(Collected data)
⁂
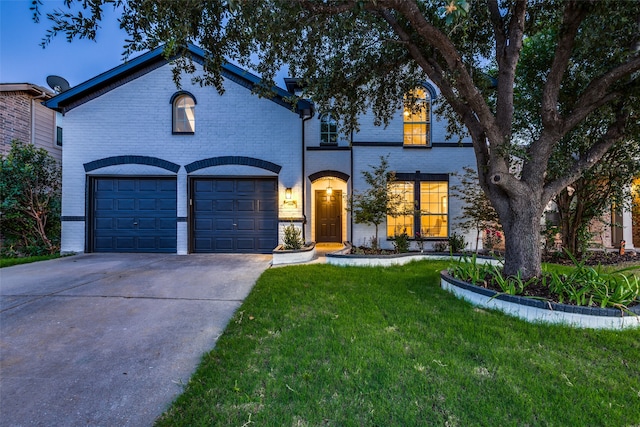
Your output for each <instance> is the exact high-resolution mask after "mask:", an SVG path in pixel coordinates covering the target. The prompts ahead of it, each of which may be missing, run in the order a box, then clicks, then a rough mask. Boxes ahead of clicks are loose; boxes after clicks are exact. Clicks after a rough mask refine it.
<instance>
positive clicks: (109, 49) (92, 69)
mask: <svg viewBox="0 0 640 427" xmlns="http://www.w3.org/2000/svg"><path fill="white" fill-rule="evenodd" d="M30 6H31V1H30V0H0V83H33V84H37V85H39V86H43V87H46V88H48V87H49V86H48V85H47V81H46V78H47V76H49V75H57V76H61V77H64V78H65V79H66V80H67V81H68V82H69V84H70V85H71V86H72V87H73V86H76V85H78V84H80V83H82V82H84V81H87V80H89V79H90V78H92V77H95V76H97V75H98V74H101V73H103V72H105V71H108V70H110V69H112V68H115V67H117V66H118V65H120V64H122V63H123V59H122V51H123V48H122V46H123V44H124V40H125V38H126V34H125V32H124V31H122V30H120V29H119V28H118V22H117V20H116V19H117V17H116V16H114V13H113V11H112V9H111V8H105V12H106V13H105V19H104V20H103V23H102V28H101V30H99V31H98V35H97V38H96V41H95V42H94V41H90V40H77V39H76V40H74V41H73V42H71V43H69V42H67V39H66V37H65V35H64V34H58V35H57V36H56V38H55V39H54V40H53V41H52V42H51V43H50V44H49V45H48V46H47V47H46V48H44V49H43V48H42V47H41V46H40V42H41V40H42V39H43V37H44V36H45V35H46V31H47V29H49V28H50V27H51V23H50V21H48V20H47V18H46V13H47V12H50V11H52V10H54V9H60V8H65V6H64V2H63V0H43V5H42V7H41V11H42V16H41V17H40V22H39V23H37V24H36V23H34V22H33V20H32V15H33V13H32V12H31V11H30V10H29V7H30ZM135 56H137V55H135ZM285 74H286V71H283V72H281V73H279V75H278V76H276V84H277V85H278V86H280V87H284V82H283V77H285Z"/></svg>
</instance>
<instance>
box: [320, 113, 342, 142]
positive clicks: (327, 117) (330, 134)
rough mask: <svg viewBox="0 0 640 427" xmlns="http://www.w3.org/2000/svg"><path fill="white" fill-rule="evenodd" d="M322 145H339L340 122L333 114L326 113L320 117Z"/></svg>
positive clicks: (320, 126) (320, 128)
mask: <svg viewBox="0 0 640 427" xmlns="http://www.w3.org/2000/svg"><path fill="white" fill-rule="evenodd" d="M320 143H321V144H337V143H338V122H337V121H336V119H335V118H334V117H333V116H332V115H331V113H326V114H323V115H322V116H320Z"/></svg>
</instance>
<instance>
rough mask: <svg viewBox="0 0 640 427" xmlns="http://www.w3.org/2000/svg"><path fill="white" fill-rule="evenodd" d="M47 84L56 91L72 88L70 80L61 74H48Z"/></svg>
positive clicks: (47, 78)
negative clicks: (60, 75)
mask: <svg viewBox="0 0 640 427" xmlns="http://www.w3.org/2000/svg"><path fill="white" fill-rule="evenodd" d="M47 84H48V85H49V87H50V88H51V89H53V91H54V92H55V93H62V92H64V91H65V90H69V89H71V86H69V82H68V81H66V80H65V79H64V78H63V77H60V76H47Z"/></svg>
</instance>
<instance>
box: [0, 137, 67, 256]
mask: <svg viewBox="0 0 640 427" xmlns="http://www.w3.org/2000/svg"><path fill="white" fill-rule="evenodd" d="M60 202H61V168H60V165H59V164H58V163H57V162H56V160H55V159H54V158H53V157H51V155H49V153H47V151H46V150H44V149H42V148H36V147H35V146H34V145H32V144H26V143H23V142H21V141H17V140H14V141H13V143H12V144H11V151H9V153H8V154H7V155H6V156H4V155H3V156H2V157H1V162H0V215H1V218H0V235H1V236H2V239H3V244H2V255H3V256H8V257H12V256H24V255H44V254H52V253H55V252H57V251H58V250H59V240H60Z"/></svg>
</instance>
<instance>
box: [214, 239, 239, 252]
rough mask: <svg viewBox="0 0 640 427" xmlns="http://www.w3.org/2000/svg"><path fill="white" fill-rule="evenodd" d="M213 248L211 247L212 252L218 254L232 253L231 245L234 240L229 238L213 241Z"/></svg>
mask: <svg viewBox="0 0 640 427" xmlns="http://www.w3.org/2000/svg"><path fill="white" fill-rule="evenodd" d="M213 242H214V246H212V247H211V249H212V250H214V251H218V252H232V251H233V243H234V239H231V238H230V237H219V238H215V239H213Z"/></svg>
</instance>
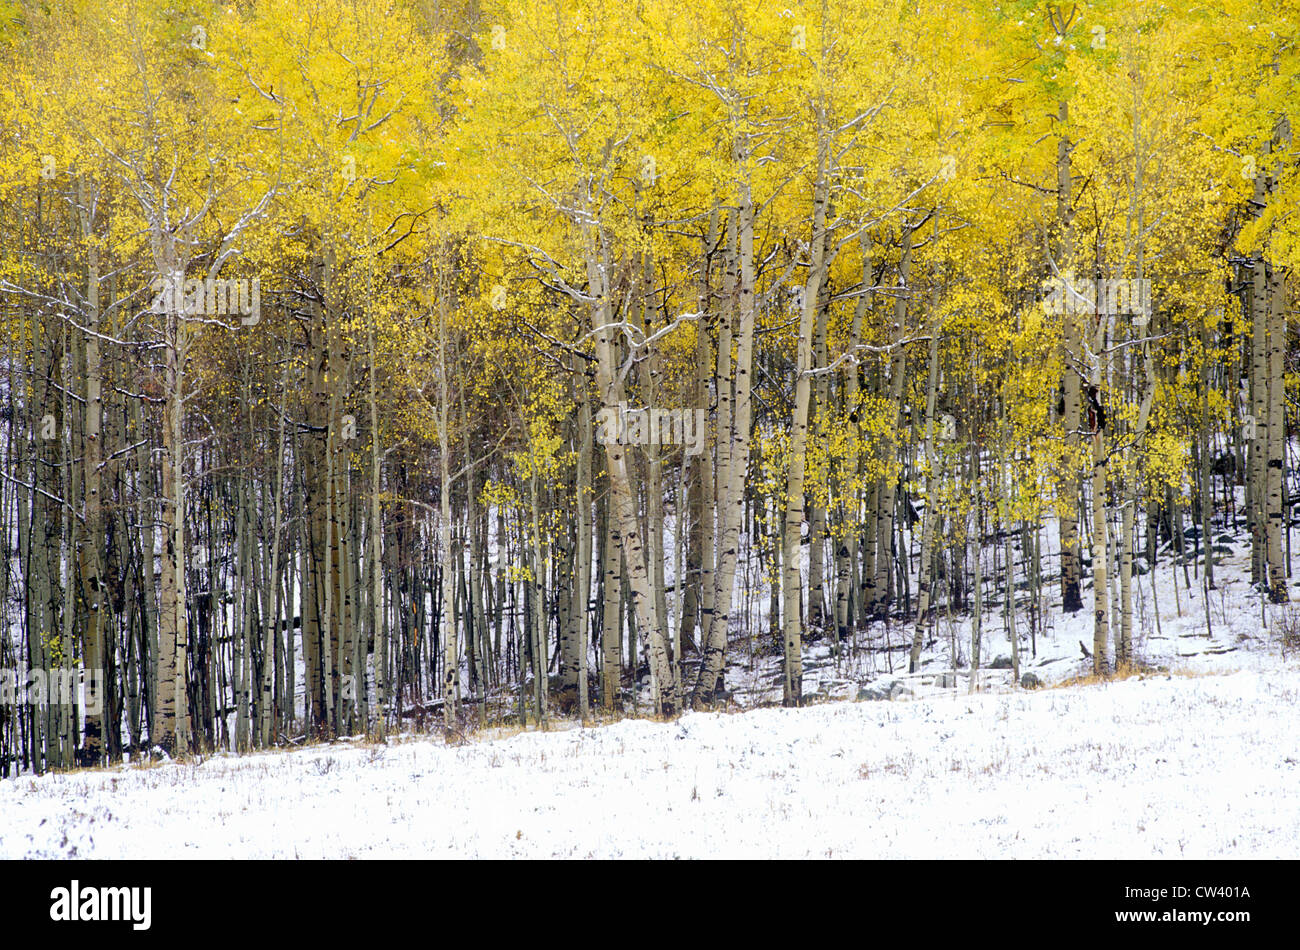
⁂
What the task asks: Pull out each line of the records that includes the string "positive".

Solution to the exercise:
positive clicks: (109, 49) (92, 69)
positive clicks: (327, 117) (330, 134)
positive clicks: (320, 126) (320, 128)
positive clicks: (47, 78)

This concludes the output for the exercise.